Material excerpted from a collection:
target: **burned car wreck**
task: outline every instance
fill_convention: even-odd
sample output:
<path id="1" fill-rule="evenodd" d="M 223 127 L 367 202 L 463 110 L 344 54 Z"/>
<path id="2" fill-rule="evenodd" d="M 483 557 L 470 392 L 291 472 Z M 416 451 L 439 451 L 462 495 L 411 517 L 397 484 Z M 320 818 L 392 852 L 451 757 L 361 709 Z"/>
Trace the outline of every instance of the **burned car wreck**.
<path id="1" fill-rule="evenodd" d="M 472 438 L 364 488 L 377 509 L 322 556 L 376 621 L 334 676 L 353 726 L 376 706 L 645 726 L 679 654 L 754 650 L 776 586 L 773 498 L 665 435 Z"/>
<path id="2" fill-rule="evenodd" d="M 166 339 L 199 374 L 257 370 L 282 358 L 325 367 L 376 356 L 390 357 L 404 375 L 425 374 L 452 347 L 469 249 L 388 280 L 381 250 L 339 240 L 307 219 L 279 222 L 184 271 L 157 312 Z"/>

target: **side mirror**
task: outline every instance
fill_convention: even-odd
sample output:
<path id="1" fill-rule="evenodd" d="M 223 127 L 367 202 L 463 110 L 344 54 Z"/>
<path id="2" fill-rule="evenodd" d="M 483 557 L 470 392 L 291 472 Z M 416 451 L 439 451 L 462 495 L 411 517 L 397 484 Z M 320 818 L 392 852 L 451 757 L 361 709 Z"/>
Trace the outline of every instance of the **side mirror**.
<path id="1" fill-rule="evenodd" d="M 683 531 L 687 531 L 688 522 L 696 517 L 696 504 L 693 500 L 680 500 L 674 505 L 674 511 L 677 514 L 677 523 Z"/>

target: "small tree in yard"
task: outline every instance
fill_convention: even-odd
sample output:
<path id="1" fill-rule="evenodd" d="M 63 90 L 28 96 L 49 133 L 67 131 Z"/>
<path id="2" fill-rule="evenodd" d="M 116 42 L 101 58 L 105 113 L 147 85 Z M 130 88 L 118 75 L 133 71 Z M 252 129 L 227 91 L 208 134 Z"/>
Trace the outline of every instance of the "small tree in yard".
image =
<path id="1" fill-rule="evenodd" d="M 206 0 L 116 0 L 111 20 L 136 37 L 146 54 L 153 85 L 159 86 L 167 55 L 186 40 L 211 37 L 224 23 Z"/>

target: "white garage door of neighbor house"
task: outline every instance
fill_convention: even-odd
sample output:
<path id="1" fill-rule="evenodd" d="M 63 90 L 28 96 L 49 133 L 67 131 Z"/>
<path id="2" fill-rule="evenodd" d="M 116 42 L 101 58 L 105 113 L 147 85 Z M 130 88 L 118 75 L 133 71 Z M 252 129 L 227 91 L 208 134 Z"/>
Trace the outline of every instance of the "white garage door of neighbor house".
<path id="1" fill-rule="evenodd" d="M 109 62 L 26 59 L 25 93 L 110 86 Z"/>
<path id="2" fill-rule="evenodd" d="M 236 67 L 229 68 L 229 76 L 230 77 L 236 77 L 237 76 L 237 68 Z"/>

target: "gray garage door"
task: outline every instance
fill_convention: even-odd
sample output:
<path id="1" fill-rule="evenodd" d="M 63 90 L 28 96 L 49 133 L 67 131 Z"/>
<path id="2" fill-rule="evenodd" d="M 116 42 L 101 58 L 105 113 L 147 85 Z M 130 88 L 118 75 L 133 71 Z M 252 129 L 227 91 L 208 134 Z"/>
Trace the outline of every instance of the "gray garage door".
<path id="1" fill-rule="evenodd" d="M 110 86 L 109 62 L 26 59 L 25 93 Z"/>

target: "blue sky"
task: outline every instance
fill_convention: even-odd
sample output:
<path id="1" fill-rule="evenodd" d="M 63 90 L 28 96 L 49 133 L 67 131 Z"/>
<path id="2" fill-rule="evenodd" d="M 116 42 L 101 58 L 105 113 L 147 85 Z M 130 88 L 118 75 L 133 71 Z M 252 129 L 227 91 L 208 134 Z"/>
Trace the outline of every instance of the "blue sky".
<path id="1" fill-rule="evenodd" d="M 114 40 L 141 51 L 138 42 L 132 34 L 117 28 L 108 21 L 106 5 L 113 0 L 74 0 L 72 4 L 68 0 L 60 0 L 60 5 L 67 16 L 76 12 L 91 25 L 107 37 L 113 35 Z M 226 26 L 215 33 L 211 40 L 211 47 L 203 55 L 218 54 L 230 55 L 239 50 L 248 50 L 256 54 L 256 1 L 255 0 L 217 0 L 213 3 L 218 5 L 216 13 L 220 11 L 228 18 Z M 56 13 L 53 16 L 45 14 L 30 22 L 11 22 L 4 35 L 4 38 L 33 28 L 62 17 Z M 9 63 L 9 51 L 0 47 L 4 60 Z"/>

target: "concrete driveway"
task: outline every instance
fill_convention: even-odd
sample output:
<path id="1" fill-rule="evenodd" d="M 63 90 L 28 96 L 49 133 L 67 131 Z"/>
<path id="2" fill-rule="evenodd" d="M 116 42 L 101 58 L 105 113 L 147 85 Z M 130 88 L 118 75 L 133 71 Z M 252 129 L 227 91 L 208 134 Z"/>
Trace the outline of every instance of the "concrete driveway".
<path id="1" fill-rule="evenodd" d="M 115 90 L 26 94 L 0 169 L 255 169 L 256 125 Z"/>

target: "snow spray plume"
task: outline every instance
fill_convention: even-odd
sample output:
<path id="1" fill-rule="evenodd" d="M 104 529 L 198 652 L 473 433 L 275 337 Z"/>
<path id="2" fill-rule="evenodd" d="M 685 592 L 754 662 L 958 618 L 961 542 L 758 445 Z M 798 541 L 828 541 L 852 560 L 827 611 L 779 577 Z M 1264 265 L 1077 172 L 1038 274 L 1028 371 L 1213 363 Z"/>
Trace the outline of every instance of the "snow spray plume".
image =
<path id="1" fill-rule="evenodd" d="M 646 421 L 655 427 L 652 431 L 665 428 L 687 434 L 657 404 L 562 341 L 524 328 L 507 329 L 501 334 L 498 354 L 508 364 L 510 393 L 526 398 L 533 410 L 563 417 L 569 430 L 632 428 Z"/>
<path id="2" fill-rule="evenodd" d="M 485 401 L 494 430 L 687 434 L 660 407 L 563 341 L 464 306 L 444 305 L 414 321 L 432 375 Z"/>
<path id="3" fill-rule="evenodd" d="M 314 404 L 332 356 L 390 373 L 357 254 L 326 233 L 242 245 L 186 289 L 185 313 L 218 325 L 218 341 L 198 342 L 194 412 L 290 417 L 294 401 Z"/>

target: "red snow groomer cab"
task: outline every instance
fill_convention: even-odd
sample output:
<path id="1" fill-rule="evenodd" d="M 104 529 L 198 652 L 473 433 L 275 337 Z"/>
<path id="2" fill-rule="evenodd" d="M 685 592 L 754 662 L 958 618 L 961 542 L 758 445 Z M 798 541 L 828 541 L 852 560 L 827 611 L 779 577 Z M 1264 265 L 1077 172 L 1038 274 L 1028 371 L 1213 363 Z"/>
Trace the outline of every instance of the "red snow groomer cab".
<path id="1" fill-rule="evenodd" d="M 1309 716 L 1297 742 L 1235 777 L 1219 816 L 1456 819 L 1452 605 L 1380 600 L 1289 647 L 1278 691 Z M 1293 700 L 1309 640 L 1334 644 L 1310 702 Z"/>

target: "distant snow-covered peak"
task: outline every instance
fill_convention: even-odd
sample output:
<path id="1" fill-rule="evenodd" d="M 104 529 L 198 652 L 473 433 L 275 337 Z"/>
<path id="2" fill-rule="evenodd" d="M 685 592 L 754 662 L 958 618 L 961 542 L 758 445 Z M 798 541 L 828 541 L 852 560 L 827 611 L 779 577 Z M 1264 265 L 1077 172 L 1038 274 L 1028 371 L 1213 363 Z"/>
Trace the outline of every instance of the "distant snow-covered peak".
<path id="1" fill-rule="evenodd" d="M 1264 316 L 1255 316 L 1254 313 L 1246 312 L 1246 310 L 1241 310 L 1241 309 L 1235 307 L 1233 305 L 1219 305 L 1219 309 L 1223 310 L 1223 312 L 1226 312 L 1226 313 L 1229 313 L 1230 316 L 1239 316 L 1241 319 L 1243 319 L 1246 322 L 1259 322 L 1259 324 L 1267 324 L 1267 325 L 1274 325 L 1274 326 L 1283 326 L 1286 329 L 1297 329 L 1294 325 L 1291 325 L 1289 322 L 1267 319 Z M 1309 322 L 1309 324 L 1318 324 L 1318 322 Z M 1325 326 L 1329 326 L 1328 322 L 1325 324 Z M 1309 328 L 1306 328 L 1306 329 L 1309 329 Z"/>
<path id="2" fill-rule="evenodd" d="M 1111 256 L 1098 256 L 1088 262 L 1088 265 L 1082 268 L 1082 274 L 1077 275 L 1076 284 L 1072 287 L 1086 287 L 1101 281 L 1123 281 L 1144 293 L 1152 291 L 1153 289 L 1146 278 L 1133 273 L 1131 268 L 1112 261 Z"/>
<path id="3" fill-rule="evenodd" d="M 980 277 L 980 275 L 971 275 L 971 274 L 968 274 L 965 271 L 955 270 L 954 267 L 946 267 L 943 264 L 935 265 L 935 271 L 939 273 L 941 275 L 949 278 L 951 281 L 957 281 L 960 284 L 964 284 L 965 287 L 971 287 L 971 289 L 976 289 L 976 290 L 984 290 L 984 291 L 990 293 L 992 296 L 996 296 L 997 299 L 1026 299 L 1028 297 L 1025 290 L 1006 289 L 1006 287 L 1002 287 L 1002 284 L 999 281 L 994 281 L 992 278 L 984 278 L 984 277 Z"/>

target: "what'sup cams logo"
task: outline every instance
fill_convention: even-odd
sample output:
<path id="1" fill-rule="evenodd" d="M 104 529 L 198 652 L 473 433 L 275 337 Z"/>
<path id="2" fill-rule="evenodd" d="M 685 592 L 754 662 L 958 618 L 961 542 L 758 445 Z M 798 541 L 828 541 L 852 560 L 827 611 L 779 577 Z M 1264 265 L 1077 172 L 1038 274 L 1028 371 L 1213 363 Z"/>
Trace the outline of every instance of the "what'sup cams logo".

CHALLENGE -
Format the material as a numbered list, starting at its first line and stopping after the line that contains "Trace the outline of every instance of the **burned". Omit any blank lines.

ANSWER IN FULL -
1. target: **burned car wreck**
2. task: outline every instance
3. fill_convention: even-odd
4. sample output:
5. <path id="1" fill-rule="evenodd" d="M 223 127 L 367 202 L 463 110 L 344 54 Z"/>
6. <path id="2" fill-rule="evenodd" d="M 483 557 L 470 392 L 291 472 Z M 416 451 L 439 451 L 462 495 L 411 517 L 397 484 Z M 320 818 L 392 852 L 451 757 L 361 709 Z"/>
7. Trace the outline of every instance of the **burned car wreck**.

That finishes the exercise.